MATERIAL FOR THE TASK:
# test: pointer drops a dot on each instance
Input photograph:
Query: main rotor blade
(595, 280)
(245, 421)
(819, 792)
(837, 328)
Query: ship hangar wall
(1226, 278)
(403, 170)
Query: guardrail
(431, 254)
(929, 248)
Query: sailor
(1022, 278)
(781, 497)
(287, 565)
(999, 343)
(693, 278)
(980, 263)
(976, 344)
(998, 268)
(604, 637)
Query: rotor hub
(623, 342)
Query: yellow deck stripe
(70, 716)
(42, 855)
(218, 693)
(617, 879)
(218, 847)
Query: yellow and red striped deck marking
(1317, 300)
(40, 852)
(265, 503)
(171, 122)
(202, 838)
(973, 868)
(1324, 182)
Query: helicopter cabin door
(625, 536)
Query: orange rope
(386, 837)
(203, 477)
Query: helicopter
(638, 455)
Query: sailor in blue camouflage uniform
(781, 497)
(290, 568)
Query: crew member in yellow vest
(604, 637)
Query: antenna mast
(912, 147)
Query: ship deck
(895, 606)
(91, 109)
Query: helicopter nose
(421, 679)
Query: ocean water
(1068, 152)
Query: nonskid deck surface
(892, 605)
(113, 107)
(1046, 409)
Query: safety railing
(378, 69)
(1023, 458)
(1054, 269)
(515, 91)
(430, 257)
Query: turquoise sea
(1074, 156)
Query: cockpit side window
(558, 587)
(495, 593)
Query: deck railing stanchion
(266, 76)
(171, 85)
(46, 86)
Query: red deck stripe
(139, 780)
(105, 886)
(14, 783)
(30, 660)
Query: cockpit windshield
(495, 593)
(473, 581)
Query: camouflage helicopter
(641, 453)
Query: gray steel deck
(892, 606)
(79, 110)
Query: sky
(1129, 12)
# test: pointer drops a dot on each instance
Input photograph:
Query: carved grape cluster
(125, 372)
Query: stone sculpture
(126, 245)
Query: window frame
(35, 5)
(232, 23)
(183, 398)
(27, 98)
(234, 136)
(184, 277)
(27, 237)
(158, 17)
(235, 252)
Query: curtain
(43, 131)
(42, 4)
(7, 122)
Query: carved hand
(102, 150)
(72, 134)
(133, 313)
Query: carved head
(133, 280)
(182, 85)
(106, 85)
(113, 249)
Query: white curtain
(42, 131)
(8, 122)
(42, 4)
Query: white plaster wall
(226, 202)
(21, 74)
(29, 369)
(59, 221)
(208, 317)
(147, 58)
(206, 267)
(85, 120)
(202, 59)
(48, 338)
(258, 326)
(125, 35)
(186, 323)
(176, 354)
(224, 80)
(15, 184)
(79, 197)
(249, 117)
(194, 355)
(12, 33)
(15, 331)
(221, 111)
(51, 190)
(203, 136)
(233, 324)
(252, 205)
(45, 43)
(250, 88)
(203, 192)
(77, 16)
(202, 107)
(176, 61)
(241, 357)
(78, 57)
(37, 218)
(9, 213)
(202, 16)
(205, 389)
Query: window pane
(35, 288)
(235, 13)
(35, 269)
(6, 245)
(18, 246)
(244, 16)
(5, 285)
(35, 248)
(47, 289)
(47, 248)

DIRECTIONS: Print every item above again, word for word and line for line, from the first line through the last.

EXERCISE RESULT:
# test: pointer drops a dot on each instance
Input photograph:
Query: main rotor blade
(595, 280)
(245, 421)
(819, 792)
(837, 328)
Query: ship hangar wall
(1226, 278)
(403, 170)
Query: guardrail
(431, 254)
(929, 248)
Query: sailor
(1022, 278)
(781, 497)
(287, 565)
(999, 343)
(693, 278)
(980, 263)
(976, 344)
(998, 268)
(604, 637)
Query: rotor hub
(623, 342)
Query: yellow deck stripe
(70, 716)
(42, 855)
(218, 693)
(617, 879)
(218, 847)
Query: yellow and red striped deck marking
(1317, 300)
(40, 852)
(265, 503)
(171, 122)
(202, 838)
(973, 868)
(1324, 182)
Query: helicopter cabin door
(625, 536)
Query: orange rope
(386, 837)
(203, 477)
Query: helicopter
(638, 455)
Query: sailor in blue camouflage uniform
(781, 497)
(290, 568)
Query: crew member in yellow vest
(604, 637)
Query: antenna mast
(912, 147)
Query: ship deck
(895, 606)
(91, 109)
Query: helicopter nose
(421, 679)
Query: ocean water
(1068, 152)
Query: nonskid deck surface
(892, 605)
(113, 107)
(1046, 409)
Query: safety railing
(378, 69)
(1023, 458)
(1054, 269)
(515, 91)
(430, 257)
Query: turquoise sea
(1074, 156)
Query: cockpit side window
(558, 587)
(495, 593)
Query: deck railing stanchion
(266, 76)
(171, 85)
(46, 86)
Query: red deck stripe
(139, 780)
(105, 886)
(14, 783)
(30, 660)
Query: cockpit windshield
(495, 593)
(473, 581)
Query: camouflage helicopter
(641, 453)
Query: gray steel deck
(892, 606)
(79, 110)
Query: sky
(1129, 12)
# test: pointer drops a dot on each instance
Input photograph:
Query: carved grape cluster
(125, 372)
Query: stone sculpture
(126, 245)
Query: window frame
(35, 5)
(232, 23)
(183, 398)
(27, 98)
(234, 136)
(184, 277)
(27, 237)
(158, 17)
(235, 252)
Query: curtain
(43, 131)
(42, 4)
(7, 122)
Query: carved hand
(102, 150)
(72, 134)
(133, 313)
Query: carved head
(133, 280)
(182, 85)
(106, 85)
(113, 249)
Query: white curtain
(42, 131)
(8, 122)
(42, 4)
Query: white plaster wall
(226, 202)
(21, 74)
(29, 369)
(59, 221)
(208, 317)
(147, 58)
(206, 267)
(85, 120)
(202, 59)
(48, 338)
(258, 326)
(125, 35)
(186, 323)
(176, 354)
(224, 80)
(15, 184)
(79, 197)
(249, 117)
(194, 355)
(12, 33)
(15, 331)
(221, 111)
(51, 190)
(203, 136)
(233, 324)
(252, 205)
(45, 43)
(250, 88)
(203, 192)
(77, 16)
(202, 107)
(176, 61)
(241, 357)
(78, 57)
(37, 218)
(9, 213)
(202, 16)
(205, 389)
Query: window pane
(35, 288)
(235, 13)
(35, 269)
(6, 245)
(18, 246)
(244, 16)
(5, 285)
(35, 248)
(47, 289)
(47, 248)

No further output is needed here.